___ Texto selecionado ___

A Igreja não é uma empresa e a obra de evangelização não é a oferta eficiente de um produto à venda… O que sustenta a Igreja santa de Cristo não somos nós com nossas peripécias e piruetas pastorais, com nossas novidades pouco fieis ao Senhor, com nossa genialidade religiosa e inventiva. Nada disso!
É a graça de Deus, é a potência do Espírito do Ressuscitado que nos guia, que sustenta os discípulos do Senhor, que conduz pelos caminhos da história a Esposa do Cordeiro.
Muitas vezes, diante das dificuldades pastorais, diante da descristianização de nossa sociedade, diante da secularização ateia que vemos alastrar-se, preocupamo-nos tanto e esquecemos que há Alguém sentado no Trono dos Céus, que o Cordeiro venceu e tem nas mãos o livro da história, que o Espírito do Ressuscitado está presente no coração do mundo…
Não somos nós, os cristãos, os senhores da história; não somos nós os que dão um rumo à Igreja… É o Senhor, somente o Senhor!

___ Trechos do conjunto ___

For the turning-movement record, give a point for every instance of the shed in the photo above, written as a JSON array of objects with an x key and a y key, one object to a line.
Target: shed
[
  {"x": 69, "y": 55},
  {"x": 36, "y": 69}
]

___

Atividades propostas —
1. Transcreva do texto sobre a Igreja o trecho de "É a graça de" a "somente o Senhor!".
2. Responda com base no texto sobre a Igreja:
(a) O que o texto afirma que a Igreja não é?
(b) O que o Cordeiro tem nas mãos?
(c) Quem, segundo o texto, não são os senhores da história?

Respostas das atividades —
1.
É a graça de Deus, é a potência do Espírito do Ressuscitado que nos guia, que sustenta os discípulos do Senhor, que conduz pelos caminhos da história a Esposa do Cordeiro.
Muitas vezes, diante das dificuldades pastorais, diante da descristianização de nossa sociedade, diante da secularização ateia que vemos alastrar-se, preocupamo-nos tanto e esquecemos que há Alguém sentado no Trono dos Céus, que o Cordeiro venceu e tem nas mãos o livro da história, que o Espírito do Ressuscitado está presente no coração do mundo…
Não somos nós, os cristãos, os senhores da história; não somos nós os que dão um rumo à Igreja… É o Senhor, somente o Senhor!

2.
(a) Uma empresa.
(b) O livro da história.
(c) Nós, os cristãos.